+++ Extracted information +++

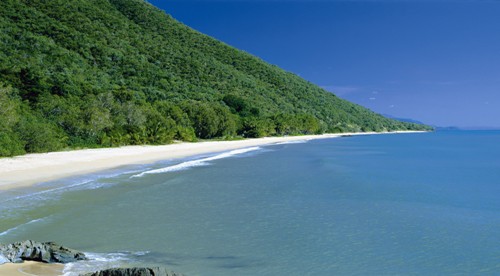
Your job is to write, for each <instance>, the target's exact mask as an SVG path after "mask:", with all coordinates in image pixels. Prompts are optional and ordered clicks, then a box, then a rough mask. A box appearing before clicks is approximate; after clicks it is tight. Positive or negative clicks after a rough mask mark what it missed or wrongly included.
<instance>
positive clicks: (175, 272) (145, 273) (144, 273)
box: [81, 267, 182, 276]
mask: <svg viewBox="0 0 500 276" xmlns="http://www.w3.org/2000/svg"><path fill="white" fill-rule="evenodd" d="M81 276H182V274H180V273H176V272H172V271H168V270H167V269H165V268H162V267H148V268H146V267H134V268H110V269H106V270H102V271H97V272H94V273H87V274H83V275H81Z"/></svg>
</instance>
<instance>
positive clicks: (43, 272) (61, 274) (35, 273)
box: [0, 261, 64, 276]
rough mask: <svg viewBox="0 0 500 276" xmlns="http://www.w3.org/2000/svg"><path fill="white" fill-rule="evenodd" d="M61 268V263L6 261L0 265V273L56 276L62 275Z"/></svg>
mask: <svg viewBox="0 0 500 276" xmlns="http://www.w3.org/2000/svg"><path fill="white" fill-rule="evenodd" d="M63 270H64V265H63V264H45V263H39V262H33V261H24V262H22V263H6V264H2V265H0V275H9V276H26V275H43V276H56V275H63V274H64V272H63Z"/></svg>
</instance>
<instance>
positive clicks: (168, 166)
mask: <svg viewBox="0 0 500 276" xmlns="http://www.w3.org/2000/svg"><path fill="white" fill-rule="evenodd" d="M260 149H261V148H260V147H251V148H244V149H237V150H232V151H229V152H224V153H221V154H218V155H215V156H211V157H206V158H202V159H196V160H191V161H186V162H182V163H180V164H177V165H172V166H168V167H165V168H161V169H155V170H150V171H145V172H142V173H139V174H136V175H133V176H131V177H130V178H136V177H143V176H145V175H147V174H159V173H167V172H175V171H182V170H187V169H189V168H193V167H200V166H206V165H209V163H208V162H210V161H213V160H218V159H223V158H228V157H231V156H235V155H239V154H243V153H247V152H251V151H256V150H260Z"/></svg>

+++

● Activity:
Find each line in the records above that contains the string "http", and copy every such line in full.

● Solution for this exercise:
mask: <svg viewBox="0 0 500 276" xmlns="http://www.w3.org/2000/svg"><path fill="white" fill-rule="evenodd" d="M81 276H182V274H180V273H176V272H172V271H168V270H167V269H165V268H162V267H148V268H146V267H134V268H110V269H106V270H102V271H97V272H94V273H87V274H83V275H81Z"/></svg>
rough mask: <svg viewBox="0 0 500 276" xmlns="http://www.w3.org/2000/svg"><path fill="white" fill-rule="evenodd" d="M61 268V263L6 261L0 265V273L56 276L62 275Z"/></svg>
mask: <svg viewBox="0 0 500 276" xmlns="http://www.w3.org/2000/svg"><path fill="white" fill-rule="evenodd" d="M63 270H64V265H63V264H45V263H39V262H33V261H24V262H22V263H6V264H2V265H0V275H9V276H26V275H43V276H56V275H63V274H64V272H63Z"/></svg>
mask: <svg viewBox="0 0 500 276" xmlns="http://www.w3.org/2000/svg"><path fill="white" fill-rule="evenodd" d="M260 149H261V148H260V147H251V148H244V149H237V150H232V151H229V152H224V153H221V154H218V155H215V156H211V157H206V158H202V159H196V160H191V161H186V162H182V163H180V164H177V165H172V166H168V167H165V168H161V169H155V170H150V171H145V172H142V173H139V174H136V175H133V176H131V177H130V178H136V177H143V176H145V175H147V174H159V173H167V172H175V171H182V170H187V169H189V168H193V167H200V166H206V165H209V163H208V162H210V161H213V160H218V159H223V158H228V157H231V156H235V155H239V154H243V153H247V152H251V151H256V150H260Z"/></svg>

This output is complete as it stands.